Copy out, unchanged and in order, the rows below from the line holding "Target: gravel driveway" through the line holding "x=545 y=218", both included. Leave out every other row.

** start of Data for this task **

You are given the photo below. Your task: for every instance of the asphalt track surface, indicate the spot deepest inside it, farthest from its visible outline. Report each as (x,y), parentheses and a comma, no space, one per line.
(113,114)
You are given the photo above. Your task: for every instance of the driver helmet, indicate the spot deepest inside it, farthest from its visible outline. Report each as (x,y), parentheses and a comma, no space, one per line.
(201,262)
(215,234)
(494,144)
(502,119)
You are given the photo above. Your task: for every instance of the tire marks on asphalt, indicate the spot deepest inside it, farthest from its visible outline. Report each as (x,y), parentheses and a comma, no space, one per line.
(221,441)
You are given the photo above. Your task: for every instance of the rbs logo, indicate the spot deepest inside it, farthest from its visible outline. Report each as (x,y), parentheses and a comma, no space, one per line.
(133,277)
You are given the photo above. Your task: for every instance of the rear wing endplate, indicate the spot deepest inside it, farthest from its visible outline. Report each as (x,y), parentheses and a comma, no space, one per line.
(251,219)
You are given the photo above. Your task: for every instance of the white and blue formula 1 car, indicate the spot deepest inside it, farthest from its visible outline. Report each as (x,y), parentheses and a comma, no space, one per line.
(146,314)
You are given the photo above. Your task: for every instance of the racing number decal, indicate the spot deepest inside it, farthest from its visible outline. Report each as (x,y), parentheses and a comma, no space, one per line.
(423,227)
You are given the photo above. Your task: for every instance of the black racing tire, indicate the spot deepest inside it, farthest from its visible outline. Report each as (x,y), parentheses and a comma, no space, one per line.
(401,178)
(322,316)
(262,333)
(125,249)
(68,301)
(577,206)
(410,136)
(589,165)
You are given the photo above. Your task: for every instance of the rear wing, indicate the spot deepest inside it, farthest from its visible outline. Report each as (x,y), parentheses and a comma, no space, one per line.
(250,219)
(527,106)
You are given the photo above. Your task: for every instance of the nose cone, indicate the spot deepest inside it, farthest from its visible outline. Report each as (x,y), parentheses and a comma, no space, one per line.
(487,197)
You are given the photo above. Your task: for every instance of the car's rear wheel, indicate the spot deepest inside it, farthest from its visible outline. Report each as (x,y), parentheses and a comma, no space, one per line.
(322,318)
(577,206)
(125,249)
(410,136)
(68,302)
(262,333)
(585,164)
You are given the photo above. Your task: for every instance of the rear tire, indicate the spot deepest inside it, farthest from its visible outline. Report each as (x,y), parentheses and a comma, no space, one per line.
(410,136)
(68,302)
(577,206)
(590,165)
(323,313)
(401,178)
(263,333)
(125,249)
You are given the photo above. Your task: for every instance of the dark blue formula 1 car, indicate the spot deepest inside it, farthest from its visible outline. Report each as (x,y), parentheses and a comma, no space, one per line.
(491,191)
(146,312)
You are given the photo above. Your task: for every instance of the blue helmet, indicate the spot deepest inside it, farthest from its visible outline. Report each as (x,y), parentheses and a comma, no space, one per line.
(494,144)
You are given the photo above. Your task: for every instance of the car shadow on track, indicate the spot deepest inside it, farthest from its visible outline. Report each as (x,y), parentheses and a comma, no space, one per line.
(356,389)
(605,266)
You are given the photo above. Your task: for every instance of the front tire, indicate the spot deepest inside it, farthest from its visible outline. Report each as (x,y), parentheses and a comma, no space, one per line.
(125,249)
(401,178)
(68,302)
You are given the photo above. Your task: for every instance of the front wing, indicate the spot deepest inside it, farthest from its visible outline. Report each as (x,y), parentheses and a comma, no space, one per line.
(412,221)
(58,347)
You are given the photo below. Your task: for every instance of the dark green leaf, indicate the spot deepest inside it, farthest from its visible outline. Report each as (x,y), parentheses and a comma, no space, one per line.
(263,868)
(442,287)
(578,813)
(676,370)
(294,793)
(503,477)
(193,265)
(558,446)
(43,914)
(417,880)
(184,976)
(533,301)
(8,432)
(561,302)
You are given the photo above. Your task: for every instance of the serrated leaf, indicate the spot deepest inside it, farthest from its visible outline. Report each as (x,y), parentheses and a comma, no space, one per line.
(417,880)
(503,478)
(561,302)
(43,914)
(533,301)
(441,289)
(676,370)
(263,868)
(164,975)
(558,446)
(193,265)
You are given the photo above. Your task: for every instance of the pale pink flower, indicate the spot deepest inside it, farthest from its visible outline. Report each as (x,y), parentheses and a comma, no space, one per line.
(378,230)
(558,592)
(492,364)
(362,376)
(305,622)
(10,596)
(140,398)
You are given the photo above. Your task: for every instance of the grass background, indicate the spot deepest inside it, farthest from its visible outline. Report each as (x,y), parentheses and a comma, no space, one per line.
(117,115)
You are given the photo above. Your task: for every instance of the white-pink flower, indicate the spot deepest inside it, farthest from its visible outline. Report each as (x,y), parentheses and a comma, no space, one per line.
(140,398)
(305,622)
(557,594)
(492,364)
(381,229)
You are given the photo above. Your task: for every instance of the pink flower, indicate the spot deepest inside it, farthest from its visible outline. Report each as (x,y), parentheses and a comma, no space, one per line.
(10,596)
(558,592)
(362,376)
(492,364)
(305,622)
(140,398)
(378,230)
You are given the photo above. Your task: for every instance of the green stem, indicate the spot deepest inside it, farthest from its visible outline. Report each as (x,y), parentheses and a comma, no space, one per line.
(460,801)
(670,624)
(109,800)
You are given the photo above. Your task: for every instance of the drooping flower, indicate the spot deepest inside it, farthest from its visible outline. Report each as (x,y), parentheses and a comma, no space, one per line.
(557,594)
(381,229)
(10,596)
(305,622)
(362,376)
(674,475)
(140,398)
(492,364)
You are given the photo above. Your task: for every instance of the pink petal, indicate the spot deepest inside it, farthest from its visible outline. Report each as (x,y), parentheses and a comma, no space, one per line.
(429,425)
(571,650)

** end of Data for this task **
** start of Data for this task **

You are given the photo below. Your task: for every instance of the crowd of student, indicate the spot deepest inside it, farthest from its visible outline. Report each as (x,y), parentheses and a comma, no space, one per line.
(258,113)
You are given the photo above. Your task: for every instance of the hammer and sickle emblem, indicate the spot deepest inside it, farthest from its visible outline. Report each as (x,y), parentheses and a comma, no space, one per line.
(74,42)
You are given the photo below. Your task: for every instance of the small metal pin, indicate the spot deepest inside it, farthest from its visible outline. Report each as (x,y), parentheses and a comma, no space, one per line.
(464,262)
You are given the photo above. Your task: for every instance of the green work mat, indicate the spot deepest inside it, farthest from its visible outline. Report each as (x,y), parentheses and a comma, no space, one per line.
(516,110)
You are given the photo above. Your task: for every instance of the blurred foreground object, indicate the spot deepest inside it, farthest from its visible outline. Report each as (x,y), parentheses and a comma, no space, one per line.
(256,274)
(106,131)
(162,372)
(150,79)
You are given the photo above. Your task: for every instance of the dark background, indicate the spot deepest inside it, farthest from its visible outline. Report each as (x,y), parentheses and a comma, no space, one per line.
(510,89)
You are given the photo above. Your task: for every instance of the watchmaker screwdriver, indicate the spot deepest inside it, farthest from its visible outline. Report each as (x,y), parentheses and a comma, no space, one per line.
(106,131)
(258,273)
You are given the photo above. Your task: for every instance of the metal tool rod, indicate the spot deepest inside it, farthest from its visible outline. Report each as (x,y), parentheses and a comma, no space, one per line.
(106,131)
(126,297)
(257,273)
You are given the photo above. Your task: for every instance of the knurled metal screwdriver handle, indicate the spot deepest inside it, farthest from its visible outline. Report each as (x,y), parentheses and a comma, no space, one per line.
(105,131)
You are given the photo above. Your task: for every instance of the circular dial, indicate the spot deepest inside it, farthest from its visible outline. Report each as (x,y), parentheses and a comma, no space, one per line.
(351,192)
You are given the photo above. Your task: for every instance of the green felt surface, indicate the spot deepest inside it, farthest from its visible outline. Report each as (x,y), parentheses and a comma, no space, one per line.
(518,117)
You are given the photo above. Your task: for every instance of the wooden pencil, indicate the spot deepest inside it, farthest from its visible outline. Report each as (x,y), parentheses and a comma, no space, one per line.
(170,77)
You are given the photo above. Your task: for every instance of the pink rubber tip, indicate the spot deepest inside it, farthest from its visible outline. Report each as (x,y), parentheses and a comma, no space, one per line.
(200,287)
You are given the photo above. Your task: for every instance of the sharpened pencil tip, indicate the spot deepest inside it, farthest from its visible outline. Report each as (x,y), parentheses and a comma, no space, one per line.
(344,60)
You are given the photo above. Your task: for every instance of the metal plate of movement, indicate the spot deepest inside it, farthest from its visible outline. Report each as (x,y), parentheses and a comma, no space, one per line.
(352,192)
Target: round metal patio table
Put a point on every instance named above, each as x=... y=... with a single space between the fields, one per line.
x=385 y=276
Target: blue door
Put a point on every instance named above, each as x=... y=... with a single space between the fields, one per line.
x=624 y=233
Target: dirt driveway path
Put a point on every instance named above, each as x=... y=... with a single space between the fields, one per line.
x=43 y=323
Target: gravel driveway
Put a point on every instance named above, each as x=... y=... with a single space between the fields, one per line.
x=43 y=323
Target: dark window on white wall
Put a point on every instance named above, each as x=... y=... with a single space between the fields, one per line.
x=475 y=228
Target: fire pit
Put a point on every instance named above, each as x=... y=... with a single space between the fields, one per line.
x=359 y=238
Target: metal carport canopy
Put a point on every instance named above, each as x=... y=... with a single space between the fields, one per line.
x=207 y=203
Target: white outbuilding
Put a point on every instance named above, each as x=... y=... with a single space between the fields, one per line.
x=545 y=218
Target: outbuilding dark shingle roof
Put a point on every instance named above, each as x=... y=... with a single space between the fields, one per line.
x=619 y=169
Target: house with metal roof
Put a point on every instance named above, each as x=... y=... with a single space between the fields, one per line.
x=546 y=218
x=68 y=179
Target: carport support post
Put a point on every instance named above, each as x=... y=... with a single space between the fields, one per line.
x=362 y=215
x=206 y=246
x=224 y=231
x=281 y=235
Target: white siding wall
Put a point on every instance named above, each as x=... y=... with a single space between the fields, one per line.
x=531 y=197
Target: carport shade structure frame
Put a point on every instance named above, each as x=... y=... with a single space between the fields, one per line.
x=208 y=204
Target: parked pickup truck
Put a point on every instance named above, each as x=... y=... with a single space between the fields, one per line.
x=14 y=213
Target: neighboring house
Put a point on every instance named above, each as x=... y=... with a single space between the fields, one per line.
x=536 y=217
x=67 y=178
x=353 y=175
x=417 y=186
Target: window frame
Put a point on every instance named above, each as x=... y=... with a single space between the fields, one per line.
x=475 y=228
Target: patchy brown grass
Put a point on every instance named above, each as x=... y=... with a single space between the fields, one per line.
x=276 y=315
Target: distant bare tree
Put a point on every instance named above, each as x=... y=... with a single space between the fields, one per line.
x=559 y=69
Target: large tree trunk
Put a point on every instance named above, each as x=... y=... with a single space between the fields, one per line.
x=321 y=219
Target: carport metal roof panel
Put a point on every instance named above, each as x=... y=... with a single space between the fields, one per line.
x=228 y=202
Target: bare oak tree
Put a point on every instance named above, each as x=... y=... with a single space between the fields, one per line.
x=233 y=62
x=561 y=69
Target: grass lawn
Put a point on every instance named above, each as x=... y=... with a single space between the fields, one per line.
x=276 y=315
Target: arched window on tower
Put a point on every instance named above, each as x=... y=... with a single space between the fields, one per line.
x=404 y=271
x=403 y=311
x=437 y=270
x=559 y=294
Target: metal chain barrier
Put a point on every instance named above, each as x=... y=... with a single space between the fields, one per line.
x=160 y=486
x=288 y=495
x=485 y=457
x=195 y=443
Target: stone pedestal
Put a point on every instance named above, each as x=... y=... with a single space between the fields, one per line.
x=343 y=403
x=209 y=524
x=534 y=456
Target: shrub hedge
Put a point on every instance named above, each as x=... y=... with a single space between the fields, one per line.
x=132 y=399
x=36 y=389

** end of Data for this task **

> _Solution to this problem_
Target: gravel driveway
Put a point on every instance named above, each as x=... y=... with a single space between the fields, one per line.
x=43 y=323
Target: dark window on white wall
Put a point on every instance named above, each as x=... y=... with a single space between the fields, one per line.
x=475 y=228
Target: fire pit
Put a point on every instance named above, each as x=... y=... with a single space between the fields, one per line.
x=359 y=238
Target: metal carport canopy
Put a point on every instance named above, each as x=... y=... with a single space between the fields, one per line.
x=207 y=203
Target: white outbuilding
Put a point on every instance named above, each as x=... y=... with a single space between the fields, one per line.
x=545 y=218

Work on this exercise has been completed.